| Exercise objective |
Reproduce the passage about the Calabresi Scholars word for word, starting at "This year’s third" and ending at "Hematopoietic Cell Transplantation.".

| Document passage |
Dr. Pollack announced Sylvester’s third cohort of Calabresi Scholars, who will be starting the program in June. “The NCI funds two scholars for two-year terms,” he said. “This year, we are supporting a third scholar from our own cancer center funds as a commitment to this important program.”

Dr. Chandhok’s project, Exploiting Defective DNA Damage Repair in Isocitrate Dehydrogenase Mutant Acute Myeloid Leukemia and Myelodysplastic Syndrome to Develop Novel Therapeutic Strategies, centers on a drug used in other cancers to see if it evokes a stronger response in patients with these blood-borne cancers. “The ultimate goal is to improve the lives of patients with acute myeloid leukemia and myelodysplastic syndrome by moving scientific discoveries from our laboratories to the bedside,” she said.

Janaki Sharma, M.D., assistant professor in the Division of Medical Oncology, is another scholar awardee. Her project, Repurposing Riociguat: A Novel Therapeutic Option for Prostate Cancer, looks at a potential new option for the treatment of metastatic prostate cancer. “This career development award will allow me to bring a new discovery in the laboratory to patients and to progress in my career as a researcher,” she said. “It also represents our institution's trust and confidence in me and my project to advance the science of prostate cancer treatment.”

This year’s third scholar is Trent Wang, D.O., M.P.H., assistant professor in the Division of Transplantation and Cellular Therapy. His project is MEK Inhibition for the Prevention of Graft-Versus-Host Disease in Combination with Conventional Prophylaxis after Allogeneic Hematopoietic Cell Transplantation.

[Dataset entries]
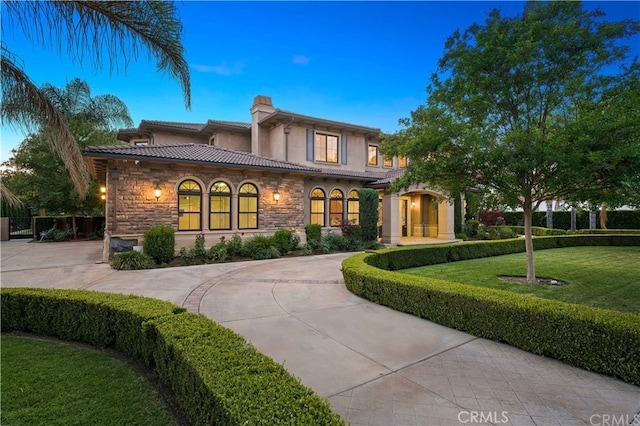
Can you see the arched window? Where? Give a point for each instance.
(189, 206)
(353, 208)
(248, 206)
(220, 206)
(336, 203)
(317, 206)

| Written answer |
This year’s third scholar is Trent Wang, D.O., M.P.H., assistant professor in the Division of Transplantation and Cellular Therapy. His project is MEK Inhibition for the Prevention of Graft-Versus-Host Disease in Combination with Conventional Prophylaxis after Allogeneic Hematopoietic Cell Transplantation.